Copy the entries below exactly, but only from the line containing "rule | a point" through the final line.
---------- LISTED ENTRIES ----------
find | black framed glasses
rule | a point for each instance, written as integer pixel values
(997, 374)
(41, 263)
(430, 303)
----------
EXERCISE ANSWER:
rule | a point for each instance, written as integer pixel values
(997, 374)
(41, 263)
(430, 303)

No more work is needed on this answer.